▸ Records for the exercise:
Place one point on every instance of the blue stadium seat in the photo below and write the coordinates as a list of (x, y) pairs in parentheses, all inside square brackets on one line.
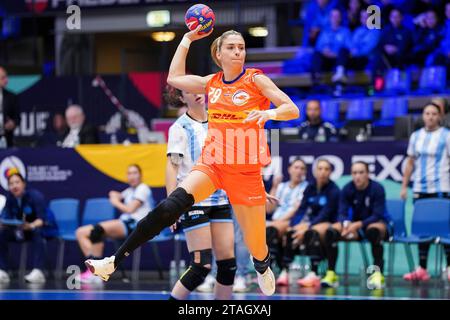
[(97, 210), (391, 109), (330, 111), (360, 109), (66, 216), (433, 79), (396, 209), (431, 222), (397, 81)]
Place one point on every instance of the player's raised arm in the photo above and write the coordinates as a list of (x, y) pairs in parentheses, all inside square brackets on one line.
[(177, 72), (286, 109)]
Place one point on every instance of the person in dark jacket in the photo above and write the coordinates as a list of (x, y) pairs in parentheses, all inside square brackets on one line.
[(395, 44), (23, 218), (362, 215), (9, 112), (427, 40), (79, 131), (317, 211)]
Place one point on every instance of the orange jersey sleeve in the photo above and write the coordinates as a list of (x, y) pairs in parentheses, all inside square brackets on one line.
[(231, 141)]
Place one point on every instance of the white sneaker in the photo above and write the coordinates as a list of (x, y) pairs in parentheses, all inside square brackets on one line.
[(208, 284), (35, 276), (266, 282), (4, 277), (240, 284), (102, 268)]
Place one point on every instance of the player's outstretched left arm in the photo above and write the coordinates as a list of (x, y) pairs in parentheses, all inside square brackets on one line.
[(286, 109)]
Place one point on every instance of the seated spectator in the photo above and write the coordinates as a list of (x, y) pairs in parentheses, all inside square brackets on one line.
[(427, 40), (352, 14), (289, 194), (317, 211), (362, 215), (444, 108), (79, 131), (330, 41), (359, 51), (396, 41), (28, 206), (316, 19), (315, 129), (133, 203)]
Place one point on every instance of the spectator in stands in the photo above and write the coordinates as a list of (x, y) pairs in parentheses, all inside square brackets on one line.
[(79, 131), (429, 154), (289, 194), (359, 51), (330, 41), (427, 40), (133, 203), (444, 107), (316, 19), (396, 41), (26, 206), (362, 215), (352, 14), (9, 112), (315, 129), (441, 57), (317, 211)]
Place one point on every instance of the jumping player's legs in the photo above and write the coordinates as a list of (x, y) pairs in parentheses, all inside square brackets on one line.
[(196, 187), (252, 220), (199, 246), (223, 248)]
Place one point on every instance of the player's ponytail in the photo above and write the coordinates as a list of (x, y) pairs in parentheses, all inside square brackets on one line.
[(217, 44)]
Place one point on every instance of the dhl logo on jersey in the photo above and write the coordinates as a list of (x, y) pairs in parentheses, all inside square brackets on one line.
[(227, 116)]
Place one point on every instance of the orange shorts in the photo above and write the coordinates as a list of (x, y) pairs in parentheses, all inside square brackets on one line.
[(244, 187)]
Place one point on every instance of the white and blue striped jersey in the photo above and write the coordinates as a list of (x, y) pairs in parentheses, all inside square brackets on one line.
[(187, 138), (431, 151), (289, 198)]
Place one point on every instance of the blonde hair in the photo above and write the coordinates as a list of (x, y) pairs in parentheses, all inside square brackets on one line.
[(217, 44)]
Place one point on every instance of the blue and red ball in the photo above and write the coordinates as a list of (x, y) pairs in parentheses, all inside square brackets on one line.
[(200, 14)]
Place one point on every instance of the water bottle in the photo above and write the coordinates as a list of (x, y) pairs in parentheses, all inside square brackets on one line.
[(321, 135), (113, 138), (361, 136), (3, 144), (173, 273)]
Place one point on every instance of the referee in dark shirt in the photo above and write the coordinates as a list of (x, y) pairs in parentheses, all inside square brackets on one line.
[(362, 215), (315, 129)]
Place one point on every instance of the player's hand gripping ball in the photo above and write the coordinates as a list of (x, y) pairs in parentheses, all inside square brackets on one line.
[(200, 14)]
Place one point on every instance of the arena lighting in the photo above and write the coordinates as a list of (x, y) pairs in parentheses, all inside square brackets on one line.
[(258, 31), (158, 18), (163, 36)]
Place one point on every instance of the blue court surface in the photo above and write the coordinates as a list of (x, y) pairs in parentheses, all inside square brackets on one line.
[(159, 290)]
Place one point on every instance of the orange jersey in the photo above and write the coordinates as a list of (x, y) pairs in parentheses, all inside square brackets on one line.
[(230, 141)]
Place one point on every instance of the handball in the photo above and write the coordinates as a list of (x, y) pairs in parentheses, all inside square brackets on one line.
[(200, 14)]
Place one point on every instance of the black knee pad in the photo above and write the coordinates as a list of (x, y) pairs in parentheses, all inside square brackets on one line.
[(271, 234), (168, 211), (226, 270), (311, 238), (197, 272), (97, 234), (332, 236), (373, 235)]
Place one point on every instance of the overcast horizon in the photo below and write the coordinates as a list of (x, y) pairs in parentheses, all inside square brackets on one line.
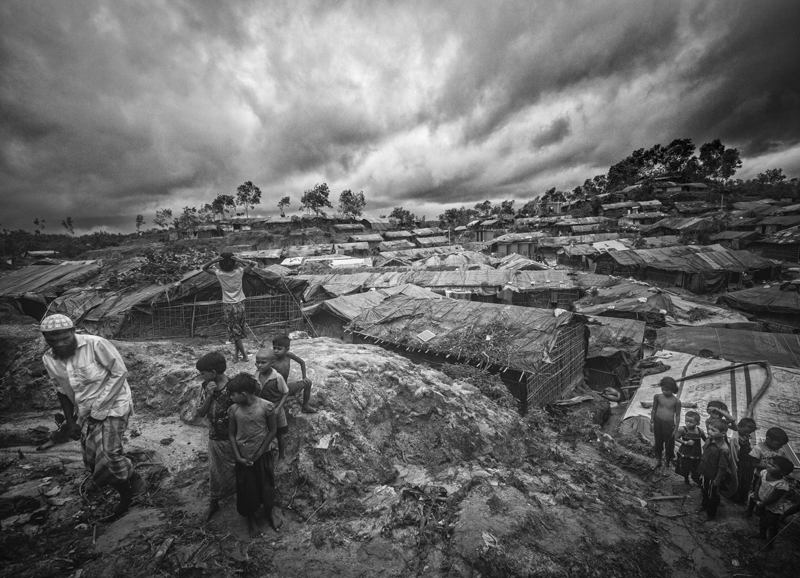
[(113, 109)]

▸ Do this: Update the data between the lines holding "Place one point on every instance of the orange jersey sleeve" and "[(227, 116)]", inclusive, replacing "write the coordinates" with "record the coordinates" and leaving all else unchanged. Return only those lines.

▸ The response:
Place one point on every instance of the orange jersey sleeve in the photo above and record the coordinates as a list of (x, y) pairs in parentheses, all inside square brackets on one line.
[(231, 141)]
Place one point on every instance of the white sneaker in the photo above and record the coordinates as a list of (x, y) pairs in parentheses, all inside square brackets on one line.
[(208, 284), (35, 276), (266, 282), (4, 277), (240, 284), (102, 268)]
Place one point on every instance of the player's outstretched left arm in the photo above and record the coordinates as a list of (x, y) pairs in parentheses, all inside square brackets on one line.
[(286, 109)]
Place one point on every instance of the seated spectator in the photo above and record the coordinates as a list of (x, y) pairs in parentheses, all inside square brackets on one line.
[(427, 40), (352, 14), (289, 194), (317, 211), (362, 215), (444, 108), (79, 131), (330, 41), (359, 51), (396, 41), (28, 206), (316, 19), (315, 129), (133, 203)]
Place one point on every instance of the spectator in stands in the photo above and record the coordinates as a list of (x, y) pairs in parentheses, all inside square brackets on one line.
[(79, 131), (429, 154), (289, 194), (359, 51), (330, 41), (427, 40), (133, 203), (444, 107), (316, 19), (396, 41), (26, 206), (362, 215), (352, 14), (9, 112), (315, 129), (441, 57), (317, 211)]
Place one point on every instance of the jumping player's legs in the photo above and record the coordinates as a list of (x, y) pairs in parentheses, all inside square brackets on one line.
[(196, 187), (252, 220), (199, 246), (223, 248)]
Place one point on every instance of the player's ponytail in the photo above and record the coordinates as a list of (x, y) pairs in parentheses, all inside square brackets on one line.
[(217, 44)]
Place one point on every instance of the dhl logo on jersey in the photo above and record the coordinates as a list of (x, y) pairs in parentheses, all inside square brackets on one line.
[(227, 116)]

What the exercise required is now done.